* _AIM_:
Lines before the one containing "the car windshield" are excluded; reproduce that line and all lines after it in the entries below, exactly.

[Point placement records]

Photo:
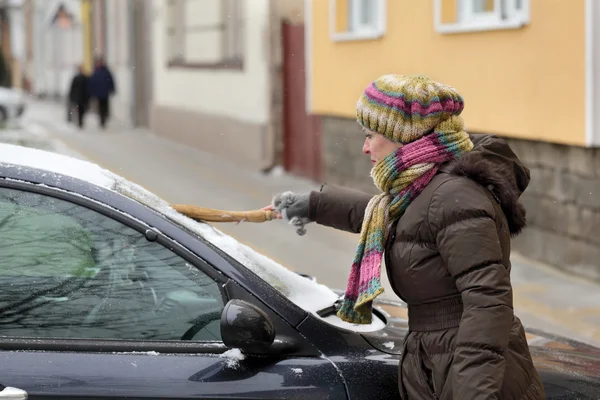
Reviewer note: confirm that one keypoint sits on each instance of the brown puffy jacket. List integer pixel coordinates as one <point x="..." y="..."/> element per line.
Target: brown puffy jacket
<point x="448" y="258"/>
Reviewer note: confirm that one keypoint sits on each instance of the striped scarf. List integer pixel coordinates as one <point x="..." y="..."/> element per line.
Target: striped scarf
<point x="401" y="176"/>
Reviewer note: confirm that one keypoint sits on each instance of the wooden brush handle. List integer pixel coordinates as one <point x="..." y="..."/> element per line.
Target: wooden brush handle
<point x="214" y="215"/>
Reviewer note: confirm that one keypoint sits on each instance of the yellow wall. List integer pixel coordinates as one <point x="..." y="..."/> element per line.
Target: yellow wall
<point x="527" y="83"/>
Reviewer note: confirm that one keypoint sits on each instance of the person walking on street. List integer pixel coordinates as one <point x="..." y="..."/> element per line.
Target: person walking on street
<point x="448" y="207"/>
<point x="78" y="96"/>
<point x="102" y="86"/>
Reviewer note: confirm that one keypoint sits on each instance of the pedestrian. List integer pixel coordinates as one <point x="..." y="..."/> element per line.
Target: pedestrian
<point x="448" y="207"/>
<point x="78" y="96"/>
<point x="102" y="86"/>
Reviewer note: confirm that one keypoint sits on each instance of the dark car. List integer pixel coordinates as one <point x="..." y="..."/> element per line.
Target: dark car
<point x="107" y="292"/>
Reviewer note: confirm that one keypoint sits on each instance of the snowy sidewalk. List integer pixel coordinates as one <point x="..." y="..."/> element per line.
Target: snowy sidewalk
<point x="544" y="297"/>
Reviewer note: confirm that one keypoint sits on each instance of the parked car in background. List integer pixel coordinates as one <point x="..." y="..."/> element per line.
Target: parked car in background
<point x="12" y="104"/>
<point x="109" y="292"/>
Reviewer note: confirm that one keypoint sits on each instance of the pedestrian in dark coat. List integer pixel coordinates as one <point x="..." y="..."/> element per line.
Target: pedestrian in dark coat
<point x="79" y="95"/>
<point x="102" y="86"/>
<point x="443" y="222"/>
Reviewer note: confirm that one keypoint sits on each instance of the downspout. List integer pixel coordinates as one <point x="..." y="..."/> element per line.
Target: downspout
<point x="132" y="59"/>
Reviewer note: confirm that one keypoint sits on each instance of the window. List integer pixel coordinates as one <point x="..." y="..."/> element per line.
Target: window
<point x="454" y="16"/>
<point x="70" y="272"/>
<point x="356" y="19"/>
<point x="205" y="33"/>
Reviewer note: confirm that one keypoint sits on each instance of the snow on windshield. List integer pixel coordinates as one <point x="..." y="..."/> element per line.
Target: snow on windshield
<point x="306" y="294"/>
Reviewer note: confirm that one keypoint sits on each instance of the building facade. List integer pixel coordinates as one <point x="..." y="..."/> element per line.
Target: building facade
<point x="523" y="77"/>
<point x="218" y="76"/>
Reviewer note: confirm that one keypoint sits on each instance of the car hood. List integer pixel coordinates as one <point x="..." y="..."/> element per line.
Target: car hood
<point x="567" y="367"/>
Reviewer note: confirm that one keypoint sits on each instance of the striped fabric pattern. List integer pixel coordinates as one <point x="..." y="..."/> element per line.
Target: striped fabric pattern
<point x="406" y="107"/>
<point x="401" y="176"/>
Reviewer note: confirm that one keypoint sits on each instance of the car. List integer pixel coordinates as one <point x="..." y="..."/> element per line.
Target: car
<point x="108" y="292"/>
<point x="12" y="104"/>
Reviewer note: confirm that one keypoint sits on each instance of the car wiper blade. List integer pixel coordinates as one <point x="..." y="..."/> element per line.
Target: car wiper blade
<point x="332" y="309"/>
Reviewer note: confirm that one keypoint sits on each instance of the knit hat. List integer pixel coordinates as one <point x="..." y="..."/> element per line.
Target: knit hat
<point x="404" y="108"/>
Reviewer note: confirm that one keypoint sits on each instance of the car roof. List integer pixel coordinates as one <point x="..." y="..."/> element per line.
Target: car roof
<point x="57" y="163"/>
<point x="304" y="293"/>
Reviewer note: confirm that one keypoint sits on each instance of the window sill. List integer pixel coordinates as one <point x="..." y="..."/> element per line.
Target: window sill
<point x="232" y="65"/>
<point x="481" y="26"/>
<point x="349" y="36"/>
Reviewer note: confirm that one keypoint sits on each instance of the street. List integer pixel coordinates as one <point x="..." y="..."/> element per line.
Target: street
<point x="544" y="297"/>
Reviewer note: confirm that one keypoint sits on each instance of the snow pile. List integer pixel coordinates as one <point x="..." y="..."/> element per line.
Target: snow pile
<point x="233" y="358"/>
<point x="57" y="163"/>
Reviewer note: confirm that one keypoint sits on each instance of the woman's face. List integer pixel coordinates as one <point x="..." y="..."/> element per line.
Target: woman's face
<point x="378" y="146"/>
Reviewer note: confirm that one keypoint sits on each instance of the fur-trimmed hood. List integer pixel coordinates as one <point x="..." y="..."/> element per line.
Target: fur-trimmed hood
<point x="493" y="165"/>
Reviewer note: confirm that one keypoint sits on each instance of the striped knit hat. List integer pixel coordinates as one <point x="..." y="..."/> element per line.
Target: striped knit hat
<point x="404" y="108"/>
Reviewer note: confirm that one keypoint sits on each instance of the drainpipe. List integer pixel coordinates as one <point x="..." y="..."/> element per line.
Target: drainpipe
<point x="132" y="59"/>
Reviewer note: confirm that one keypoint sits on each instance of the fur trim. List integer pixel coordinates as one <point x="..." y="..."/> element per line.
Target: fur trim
<point x="498" y="181"/>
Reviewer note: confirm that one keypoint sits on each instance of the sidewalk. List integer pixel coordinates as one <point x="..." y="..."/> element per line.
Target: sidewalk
<point x="544" y="297"/>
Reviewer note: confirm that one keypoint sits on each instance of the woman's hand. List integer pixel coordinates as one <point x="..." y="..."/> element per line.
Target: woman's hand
<point x="271" y="207"/>
<point x="293" y="208"/>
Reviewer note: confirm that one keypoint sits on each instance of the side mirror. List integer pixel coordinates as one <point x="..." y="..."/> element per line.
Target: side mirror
<point x="246" y="327"/>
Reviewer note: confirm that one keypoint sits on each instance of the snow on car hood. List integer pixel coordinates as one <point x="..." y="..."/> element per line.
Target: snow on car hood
<point x="308" y="295"/>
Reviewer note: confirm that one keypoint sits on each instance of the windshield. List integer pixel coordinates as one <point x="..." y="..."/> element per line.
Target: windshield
<point x="305" y="293"/>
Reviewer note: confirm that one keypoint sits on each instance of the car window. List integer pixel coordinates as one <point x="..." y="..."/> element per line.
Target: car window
<point x="67" y="271"/>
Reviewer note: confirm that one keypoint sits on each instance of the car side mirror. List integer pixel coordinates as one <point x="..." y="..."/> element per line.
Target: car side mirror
<point x="246" y="327"/>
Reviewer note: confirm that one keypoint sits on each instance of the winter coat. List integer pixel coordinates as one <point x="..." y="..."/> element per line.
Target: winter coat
<point x="78" y="92"/>
<point x="448" y="258"/>
<point x="101" y="83"/>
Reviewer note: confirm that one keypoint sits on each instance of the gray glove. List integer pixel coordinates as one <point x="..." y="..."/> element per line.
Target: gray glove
<point x="294" y="209"/>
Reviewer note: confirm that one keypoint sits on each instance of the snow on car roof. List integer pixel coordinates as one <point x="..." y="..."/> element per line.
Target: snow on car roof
<point x="308" y="295"/>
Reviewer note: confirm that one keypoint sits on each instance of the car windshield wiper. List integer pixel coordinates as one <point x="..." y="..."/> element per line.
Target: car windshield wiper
<point x="332" y="309"/>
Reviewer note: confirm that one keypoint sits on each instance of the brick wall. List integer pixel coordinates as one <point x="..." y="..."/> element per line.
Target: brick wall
<point x="562" y="201"/>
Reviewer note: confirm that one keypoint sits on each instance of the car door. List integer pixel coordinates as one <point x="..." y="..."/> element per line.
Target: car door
<point x="93" y="304"/>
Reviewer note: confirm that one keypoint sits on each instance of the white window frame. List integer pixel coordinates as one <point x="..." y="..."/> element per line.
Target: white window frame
<point x="364" y="32"/>
<point x="471" y="21"/>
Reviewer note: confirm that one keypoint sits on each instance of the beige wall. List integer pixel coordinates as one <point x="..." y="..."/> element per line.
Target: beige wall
<point x="218" y="110"/>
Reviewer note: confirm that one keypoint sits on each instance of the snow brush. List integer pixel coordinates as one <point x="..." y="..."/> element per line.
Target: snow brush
<point x="214" y="215"/>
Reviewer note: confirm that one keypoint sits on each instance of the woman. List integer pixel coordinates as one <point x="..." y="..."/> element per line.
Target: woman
<point x="448" y="208"/>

* _IN RESPONSE_:
Reviewer note: confirm that one keypoint sits on each instance of the car windshield wiper. List integer pixel coordinates as one <point x="..." y="..."/> element per line.
Target: car windshield wiper
<point x="332" y="309"/>
Reviewer note: confirm that one keypoint sits on each instance of the brick wall. List integer pixel coordinates as one <point x="..." y="..."/> element per line.
Target: brick wall
<point x="562" y="201"/>
Reviewer note: confirm that one keypoint sits on each instance of the car door. List integer pixel coordinates as one <point x="..." y="..."/> element per line.
Target: car door
<point x="93" y="304"/>
Reviewer note: confirm that one keypoint sits on each instance of the white window frame. List integer pixel coordinates as one <point x="..." y="..."/> element per line.
Target: white window frame
<point x="364" y="32"/>
<point x="471" y="21"/>
Reviewer note: confirm that one keypoint sits on each instance of the beige wall. List integer pixel coordinates as one <point x="..." y="..."/> element per line.
Target: beige wall
<point x="218" y="110"/>
Reviewer note: confirm that one keypoint sits on each instance of the snow brush. List integer pixel coordinates as one <point x="..." y="..."/> element per line.
Target: snow brush
<point x="214" y="215"/>
Reviewer note: confirm that one keypoint sits on each instance of the woman. List integer pixel coordinates as one <point x="..." y="..."/> element per line.
Target: woman
<point x="448" y="208"/>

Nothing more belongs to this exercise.